Small study questions efficacy of J&J vaccine against delta variant

A new study questions the effectiveness of the Johnson & Johnson vaccine against the Delta variant.
A new study questions the effectiveness of the Johnson & Johnson vaccine against the Delta variant. Photo credit Getty Images

The Johnson & Johnson COVID-19 vaccine may be less effective against the dominant delta variant than the Pfizer and Moderna vaccines, a new study found.

The small study conducted by the NYU Grossman School of Medicine was published this week, analyzing the levels of neutralizing antibodies produced by 36 people — 12 who had received the J&J vaccine, 12 who had received the Pfizer vaccine and 12 who had received Moderna.

The study found that recipients of the J&J vaccine produce less neutralizing antibodies, however, the decreased level still may be enough to protect them against emerging coronavirus variants.

"The takeaway is that all of the vaccines work very well," lead author of the study, Nathaniel Landau, told the San Francisco Chronicle. "But we believe it should be considered or thought about for the J&J, which is a single shot, whether it would be even better if there was a second shot to go with it."

In response to Landau’s findings, Johnson & Johnson told the newspaper that "the data (of the new study) do not speak to the full nature of immune protection" that has been seen in previous interim studies.

Johnson & Johnson added that "company data demonstrated the J&J single-shot COVID-19 vaccine generated strong, persistent activity against the rapidly spreading delta variant and other highly prevalent SARS-CoV-2 viral variants."

The study has not been peer-reviewed.

**INFORMATION PROVIDED:**

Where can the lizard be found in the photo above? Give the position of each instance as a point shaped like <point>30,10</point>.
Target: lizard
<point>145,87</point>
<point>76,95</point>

**THE TASK:**
According to the article on the J&J vaccine and the delta variant, how many people's neutralizing antibody levels did the NYU Grossman School of Medicine study analyze?

**RESULT:**
36 people: 12 who received the J&J vaccine, 12 who received Pfizer, and 12 who received Moderna.